Copy the records below line for line, with no changes.

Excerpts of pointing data
## start

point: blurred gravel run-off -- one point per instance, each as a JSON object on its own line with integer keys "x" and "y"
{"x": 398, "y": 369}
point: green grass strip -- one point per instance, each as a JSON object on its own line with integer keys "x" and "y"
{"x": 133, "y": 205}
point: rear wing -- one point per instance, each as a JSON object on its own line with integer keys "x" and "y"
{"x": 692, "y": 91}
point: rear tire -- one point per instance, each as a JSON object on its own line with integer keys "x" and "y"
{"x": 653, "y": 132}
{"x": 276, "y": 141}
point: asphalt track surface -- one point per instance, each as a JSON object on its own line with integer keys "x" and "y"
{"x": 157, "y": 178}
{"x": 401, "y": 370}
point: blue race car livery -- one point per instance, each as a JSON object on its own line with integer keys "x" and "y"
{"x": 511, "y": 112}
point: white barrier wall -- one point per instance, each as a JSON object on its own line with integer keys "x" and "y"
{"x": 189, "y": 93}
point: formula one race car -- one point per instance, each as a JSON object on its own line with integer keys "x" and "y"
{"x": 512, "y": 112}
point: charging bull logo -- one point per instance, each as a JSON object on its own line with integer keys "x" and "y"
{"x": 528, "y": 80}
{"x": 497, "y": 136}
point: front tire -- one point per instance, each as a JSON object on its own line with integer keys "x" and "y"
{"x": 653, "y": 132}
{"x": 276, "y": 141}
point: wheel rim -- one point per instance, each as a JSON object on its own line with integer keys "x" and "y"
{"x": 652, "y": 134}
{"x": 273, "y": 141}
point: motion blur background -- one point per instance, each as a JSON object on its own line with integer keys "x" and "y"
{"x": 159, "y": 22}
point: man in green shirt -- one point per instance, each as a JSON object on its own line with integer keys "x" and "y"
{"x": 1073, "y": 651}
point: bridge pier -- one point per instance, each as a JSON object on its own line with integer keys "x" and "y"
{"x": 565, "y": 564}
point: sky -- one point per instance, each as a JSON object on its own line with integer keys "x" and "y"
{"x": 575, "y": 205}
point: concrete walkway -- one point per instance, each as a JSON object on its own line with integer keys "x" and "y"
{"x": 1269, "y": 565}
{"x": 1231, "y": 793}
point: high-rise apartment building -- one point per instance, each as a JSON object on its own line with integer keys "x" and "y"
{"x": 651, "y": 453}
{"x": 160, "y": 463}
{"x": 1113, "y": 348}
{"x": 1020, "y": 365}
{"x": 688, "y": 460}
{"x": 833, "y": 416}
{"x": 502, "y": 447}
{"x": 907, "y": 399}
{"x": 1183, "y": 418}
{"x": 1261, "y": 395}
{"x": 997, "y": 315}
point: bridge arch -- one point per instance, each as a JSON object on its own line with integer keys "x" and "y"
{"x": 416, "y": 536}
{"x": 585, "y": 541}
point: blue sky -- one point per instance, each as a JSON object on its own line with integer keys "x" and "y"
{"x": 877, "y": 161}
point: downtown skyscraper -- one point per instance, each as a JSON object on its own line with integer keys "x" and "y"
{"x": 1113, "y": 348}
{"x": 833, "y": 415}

## end

Task solution:
point: blurred gravel run-off -- one point per instance, each as a JSON object on its own line with integer keys "x" and "y"
{"x": 398, "y": 369}
point: green grass strip -- one point per instance, each as a JSON object on its own line with integer keys "x" and "y"
{"x": 133, "y": 205}
point: rear wing -- one point per instance, each as a JSON object on its own line with integer keys "x" and "y"
{"x": 692, "y": 91}
point: rear tire -- one point per instance, each as a JSON object on its own line with integer keys "x" and "y"
{"x": 653, "y": 132}
{"x": 276, "y": 141}
point: asphalt track surface -- one point per instance, each as a JSON object on its own line with integer keys "x" and "y"
{"x": 157, "y": 178}
{"x": 401, "y": 370}
point: blue race car livery -- one point per instance, each as a JSON object on its own line with integer keys "x" and "y"
{"x": 511, "y": 112}
point: white barrier wall -- one point per instance, each as a JSON object on its own line with integer keys "x" and "y"
{"x": 189, "y": 93}
point: formula one race car -- one point per instance, each as a JSON object on its own line with integer keys "x" and "y"
{"x": 512, "y": 112}
point: charging bull logo -- one point per instance, each as a JSON object on its own line with integer keys "x" and "y"
{"x": 528, "y": 80}
{"x": 497, "y": 136}
point: front tire -- one point per instance, each as a JSON object on its own line with integer keys "x" and "y"
{"x": 653, "y": 132}
{"x": 276, "y": 141}
point: wheel rim -- one point per instance, each as a JSON object on its own line with integer keys "x" and "y"
{"x": 652, "y": 134}
{"x": 273, "y": 141}
point: motion blur background -- one point per instance, each as a JSON object on its own line with integer keys "x" and "y"
{"x": 159, "y": 22}
point: man in green shirt -- one point per instance, each as a JSON object on its own line with integer keys "x" and "y"
{"x": 1073, "y": 651}
point: bridge pier -- one point per instance, each as a JSON object on its own line with integer keys "x" and "y"
{"x": 565, "y": 564}
point: sky -- one point per instance, each as a JSON object on its own line with integer keys "x" and "y"
{"x": 575, "y": 205}
point: concrete walkway -- one point per instance, each as a JSON object on its own line with integer keys "x" and "y"
{"x": 1269, "y": 565}
{"x": 1231, "y": 793}
point: high-rise apartment building -- one point per instance, each as a JSON object on its own line with integer keys "x" and "y"
{"x": 651, "y": 453}
{"x": 160, "y": 463}
{"x": 1113, "y": 348}
{"x": 1020, "y": 365}
{"x": 688, "y": 460}
{"x": 833, "y": 416}
{"x": 502, "y": 447}
{"x": 907, "y": 399}
{"x": 1183, "y": 418}
{"x": 1261, "y": 395}
{"x": 997, "y": 315}
point: bridge arch -- one point per instance, each as a JSON object on its own line with integer keys "x" and "y"
{"x": 416, "y": 536}
{"x": 585, "y": 541}
point: blue sky -- one point per instance, each as a JSON object on its own line with integer keys "x" and "y"
{"x": 877, "y": 161}
point: downtown skyscraper -- one point per instance, each as a JSON object on its own line with integer keys "x" and "y"
{"x": 1113, "y": 348}
{"x": 833, "y": 415}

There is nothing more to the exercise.